Stored data entries:
***
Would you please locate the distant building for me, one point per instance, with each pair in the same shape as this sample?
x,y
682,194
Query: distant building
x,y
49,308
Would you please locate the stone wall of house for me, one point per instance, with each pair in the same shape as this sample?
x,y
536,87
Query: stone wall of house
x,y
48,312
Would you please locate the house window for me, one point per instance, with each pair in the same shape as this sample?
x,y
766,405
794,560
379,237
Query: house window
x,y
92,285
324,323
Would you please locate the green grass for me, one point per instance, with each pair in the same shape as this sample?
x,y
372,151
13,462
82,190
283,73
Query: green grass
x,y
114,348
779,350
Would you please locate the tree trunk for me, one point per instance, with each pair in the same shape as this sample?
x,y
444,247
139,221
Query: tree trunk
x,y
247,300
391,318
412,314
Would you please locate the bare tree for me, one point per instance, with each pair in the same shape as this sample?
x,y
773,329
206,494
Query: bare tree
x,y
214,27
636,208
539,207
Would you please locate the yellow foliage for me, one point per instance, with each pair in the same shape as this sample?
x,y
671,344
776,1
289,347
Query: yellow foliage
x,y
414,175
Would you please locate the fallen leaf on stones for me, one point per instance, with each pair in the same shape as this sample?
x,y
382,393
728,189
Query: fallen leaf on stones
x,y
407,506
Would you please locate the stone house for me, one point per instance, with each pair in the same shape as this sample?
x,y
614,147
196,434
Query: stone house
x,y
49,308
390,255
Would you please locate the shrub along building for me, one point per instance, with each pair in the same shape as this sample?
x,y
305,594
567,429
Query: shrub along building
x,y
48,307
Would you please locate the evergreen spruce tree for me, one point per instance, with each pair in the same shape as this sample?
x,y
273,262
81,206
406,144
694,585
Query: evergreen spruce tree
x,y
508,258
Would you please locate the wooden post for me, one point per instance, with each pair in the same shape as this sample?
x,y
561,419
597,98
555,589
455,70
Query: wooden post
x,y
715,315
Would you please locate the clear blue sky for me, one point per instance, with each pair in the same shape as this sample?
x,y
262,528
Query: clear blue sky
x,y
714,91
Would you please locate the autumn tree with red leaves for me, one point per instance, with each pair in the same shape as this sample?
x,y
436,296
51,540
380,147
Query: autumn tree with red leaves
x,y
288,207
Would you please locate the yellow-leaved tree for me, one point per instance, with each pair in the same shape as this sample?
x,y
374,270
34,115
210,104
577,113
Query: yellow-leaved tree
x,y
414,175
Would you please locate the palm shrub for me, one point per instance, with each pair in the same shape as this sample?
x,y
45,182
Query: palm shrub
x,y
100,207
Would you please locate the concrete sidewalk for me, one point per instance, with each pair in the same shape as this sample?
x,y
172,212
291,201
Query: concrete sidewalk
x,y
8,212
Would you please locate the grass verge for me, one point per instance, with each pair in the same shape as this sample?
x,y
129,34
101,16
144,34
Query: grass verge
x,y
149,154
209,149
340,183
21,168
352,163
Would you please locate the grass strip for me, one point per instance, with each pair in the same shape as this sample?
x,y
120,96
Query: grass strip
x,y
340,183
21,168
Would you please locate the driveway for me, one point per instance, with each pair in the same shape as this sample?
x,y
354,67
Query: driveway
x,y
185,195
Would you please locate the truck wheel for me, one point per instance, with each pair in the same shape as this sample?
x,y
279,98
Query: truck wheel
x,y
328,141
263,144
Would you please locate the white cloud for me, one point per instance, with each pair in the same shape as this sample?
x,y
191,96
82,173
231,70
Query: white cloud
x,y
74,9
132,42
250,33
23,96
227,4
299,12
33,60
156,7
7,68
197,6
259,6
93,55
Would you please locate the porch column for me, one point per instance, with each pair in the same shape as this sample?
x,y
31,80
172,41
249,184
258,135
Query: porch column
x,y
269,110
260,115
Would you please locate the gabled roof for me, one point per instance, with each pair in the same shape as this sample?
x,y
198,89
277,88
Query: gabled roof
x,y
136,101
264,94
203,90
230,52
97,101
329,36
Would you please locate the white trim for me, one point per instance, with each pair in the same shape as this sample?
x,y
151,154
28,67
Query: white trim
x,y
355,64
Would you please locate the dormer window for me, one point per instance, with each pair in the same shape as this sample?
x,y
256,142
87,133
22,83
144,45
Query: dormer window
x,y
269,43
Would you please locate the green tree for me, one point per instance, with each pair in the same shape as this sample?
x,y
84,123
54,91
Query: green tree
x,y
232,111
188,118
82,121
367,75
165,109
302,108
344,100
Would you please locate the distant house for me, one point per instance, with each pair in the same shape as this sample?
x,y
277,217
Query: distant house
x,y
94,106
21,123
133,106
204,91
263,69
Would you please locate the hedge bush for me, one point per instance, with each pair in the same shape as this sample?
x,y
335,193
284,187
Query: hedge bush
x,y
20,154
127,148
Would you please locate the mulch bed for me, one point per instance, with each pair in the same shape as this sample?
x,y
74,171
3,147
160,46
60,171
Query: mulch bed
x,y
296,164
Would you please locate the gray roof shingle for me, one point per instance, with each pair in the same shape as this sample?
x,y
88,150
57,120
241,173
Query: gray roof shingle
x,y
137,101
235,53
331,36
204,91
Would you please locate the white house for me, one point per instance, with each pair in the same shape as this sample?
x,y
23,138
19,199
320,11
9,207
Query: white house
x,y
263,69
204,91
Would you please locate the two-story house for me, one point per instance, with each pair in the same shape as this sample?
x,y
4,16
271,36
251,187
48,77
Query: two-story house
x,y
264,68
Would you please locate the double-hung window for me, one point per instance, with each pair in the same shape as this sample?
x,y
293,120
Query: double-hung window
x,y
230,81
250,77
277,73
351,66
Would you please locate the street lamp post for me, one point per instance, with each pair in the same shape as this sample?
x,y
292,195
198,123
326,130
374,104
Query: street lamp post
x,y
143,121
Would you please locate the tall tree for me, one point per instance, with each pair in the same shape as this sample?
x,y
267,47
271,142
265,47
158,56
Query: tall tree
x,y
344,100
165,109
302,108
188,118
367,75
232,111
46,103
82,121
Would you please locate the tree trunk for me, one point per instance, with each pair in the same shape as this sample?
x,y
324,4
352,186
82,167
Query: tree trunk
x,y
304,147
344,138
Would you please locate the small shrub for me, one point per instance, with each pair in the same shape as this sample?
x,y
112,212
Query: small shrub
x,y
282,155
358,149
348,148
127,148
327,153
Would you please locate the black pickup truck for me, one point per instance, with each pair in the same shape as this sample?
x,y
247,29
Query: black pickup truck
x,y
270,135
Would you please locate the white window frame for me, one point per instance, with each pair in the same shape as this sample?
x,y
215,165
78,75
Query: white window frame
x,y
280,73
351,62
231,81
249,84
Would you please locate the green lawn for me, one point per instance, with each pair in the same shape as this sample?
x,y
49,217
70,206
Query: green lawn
***
_Problem to work on_
Among the lines above, find those holding the word "lawn" and state how many there are, number only.

_Exercise output_
2